[Begin SUPPLIED DATA]

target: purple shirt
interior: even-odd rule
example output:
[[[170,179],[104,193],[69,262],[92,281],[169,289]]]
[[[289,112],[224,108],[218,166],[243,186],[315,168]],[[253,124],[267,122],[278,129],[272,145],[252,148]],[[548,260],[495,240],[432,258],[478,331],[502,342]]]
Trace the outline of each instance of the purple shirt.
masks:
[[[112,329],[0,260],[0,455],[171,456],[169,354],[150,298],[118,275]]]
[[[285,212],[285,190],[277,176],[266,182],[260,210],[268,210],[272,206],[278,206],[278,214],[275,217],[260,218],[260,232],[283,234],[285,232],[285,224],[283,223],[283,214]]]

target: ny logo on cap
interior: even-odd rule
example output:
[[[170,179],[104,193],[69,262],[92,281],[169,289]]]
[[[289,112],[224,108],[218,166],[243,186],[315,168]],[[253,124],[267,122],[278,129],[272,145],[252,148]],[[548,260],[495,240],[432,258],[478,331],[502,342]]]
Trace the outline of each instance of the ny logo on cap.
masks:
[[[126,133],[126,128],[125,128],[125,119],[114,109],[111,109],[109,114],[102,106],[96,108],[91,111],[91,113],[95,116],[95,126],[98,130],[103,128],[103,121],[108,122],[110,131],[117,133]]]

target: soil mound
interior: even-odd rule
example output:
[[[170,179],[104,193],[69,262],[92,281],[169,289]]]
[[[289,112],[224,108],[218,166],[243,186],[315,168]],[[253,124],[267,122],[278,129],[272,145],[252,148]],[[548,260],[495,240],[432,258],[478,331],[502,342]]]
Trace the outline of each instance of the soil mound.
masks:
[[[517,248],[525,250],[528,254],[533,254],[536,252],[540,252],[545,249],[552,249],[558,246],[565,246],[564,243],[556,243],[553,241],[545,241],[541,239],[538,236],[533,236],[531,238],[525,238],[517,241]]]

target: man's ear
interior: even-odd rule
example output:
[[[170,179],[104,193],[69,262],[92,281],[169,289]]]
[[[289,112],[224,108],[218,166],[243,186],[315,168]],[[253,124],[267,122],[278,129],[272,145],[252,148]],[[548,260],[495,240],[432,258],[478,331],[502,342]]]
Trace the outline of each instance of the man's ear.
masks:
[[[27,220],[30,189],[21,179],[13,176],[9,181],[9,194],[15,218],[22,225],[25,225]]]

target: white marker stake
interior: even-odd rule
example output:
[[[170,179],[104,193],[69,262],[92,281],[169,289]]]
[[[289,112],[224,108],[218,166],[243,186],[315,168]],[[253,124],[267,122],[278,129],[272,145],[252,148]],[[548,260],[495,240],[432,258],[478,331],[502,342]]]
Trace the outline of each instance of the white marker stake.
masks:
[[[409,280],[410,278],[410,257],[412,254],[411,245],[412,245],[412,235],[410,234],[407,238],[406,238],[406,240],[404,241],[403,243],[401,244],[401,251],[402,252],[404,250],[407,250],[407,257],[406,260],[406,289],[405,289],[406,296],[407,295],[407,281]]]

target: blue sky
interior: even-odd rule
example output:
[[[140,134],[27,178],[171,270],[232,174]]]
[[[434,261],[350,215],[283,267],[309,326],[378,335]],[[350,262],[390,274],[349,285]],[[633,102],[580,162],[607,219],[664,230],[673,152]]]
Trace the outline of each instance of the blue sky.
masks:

[End SUPPLIED DATA]

BRIEF:
Write out the entries above once more, without altering anything.

COMPLETE OUTPUT:
target: purple shirt
interior: even-odd rule
example output:
[[[170,179],[104,193],[69,262],[92,281],[169,289]]]
[[[289,112],[224,108],[218,166],[243,186],[315,168]],[[253,124],[267,122],[278,129],[272,145],[252,148]],[[548,260],[495,240],[432,258],[478,331],[502,342]]]
Trace the outline of each instance of the purple shirt.
masks:
[[[112,329],[0,260],[0,455],[171,456],[169,354],[150,298],[118,275]]]
[[[285,212],[285,190],[277,176],[266,182],[260,210],[268,210],[272,206],[278,206],[278,214],[275,217],[260,218],[260,232],[283,234],[285,232],[285,224],[283,223],[283,214]]]

target: ny logo on cap
interior: even-odd rule
example output:
[[[170,179],[104,193],[69,262],[92,281],[169,289]]]
[[[289,112],[224,108],[218,166],[243,186],[315,168]],[[253,124],[267,122],[278,129],[272,145],[252,148]],[[548,260],[495,240],[432,258],[478,331],[502,342]]]
Trace the outline of each instance of the ny logo on cap.
masks:
[[[126,133],[126,128],[125,128],[125,119],[114,109],[111,109],[109,114],[102,106],[96,108],[91,111],[91,113],[95,116],[95,126],[98,130],[103,128],[103,121],[108,122],[110,131],[117,133]]]

target: soil mound
interior: even-odd rule
example output:
[[[170,179],[104,193],[69,262],[92,281],[169,289]]]
[[[289,112],[224,108],[218,166],[243,186],[315,168]],[[253,124],[267,122],[278,129],[272,145],[252,148]],[[548,260],[495,240],[432,258],[478,331],[502,342]]]
Trace the outline of each instance of the soil mound.
masks:
[[[517,248],[525,250],[528,254],[533,254],[536,252],[540,252],[545,249],[552,249],[558,246],[565,246],[564,243],[556,243],[553,241],[545,241],[541,239],[538,236],[533,236],[531,238],[525,238],[517,241]]]

target: man's ear
interior: even-odd rule
example output:
[[[170,179],[104,193],[69,262],[92,281],[169,289]]]
[[[289,112],[224,108],[218,166],[243,186],[315,168]],[[253,124],[267,122],[278,129],[272,145],[252,148]],[[548,260],[495,240],[432,258],[478,331],[502,342]]]
Trace the outline of each instance of the man's ear.
masks:
[[[27,220],[30,189],[21,179],[13,176],[9,181],[9,194],[15,218],[22,225],[25,225]]]

target: white marker stake
interior: even-odd rule
example output:
[[[170,179],[104,193],[69,262],[92,281],[169,289]]]
[[[289,112],[224,108],[218,166],[243,186],[315,168]],[[253,124],[267,122],[278,129],[272,145],[252,148]],[[548,260],[495,240],[432,258],[478,331],[502,342]]]
Trace the outline of each instance of the white marker stake.
masks:
[[[409,280],[410,278],[410,257],[412,254],[411,245],[412,245],[412,235],[410,234],[407,238],[406,238],[406,240],[404,241],[403,243],[401,244],[401,251],[402,252],[404,250],[407,250],[407,257],[406,260],[406,289],[405,289],[406,296],[407,295],[407,281]]]

target: blue sky
interior: even-odd rule
example output:
[[[140,134],[27,178],[171,270],[232,174]]]
[[[434,261],[350,215],[283,267],[309,326],[378,335]],[[350,262],[390,274],[349,285]],[[633,102],[580,162],[607,219],[664,230],[673,152]]]
Trace the outline of each instance of the blue sky.
masks:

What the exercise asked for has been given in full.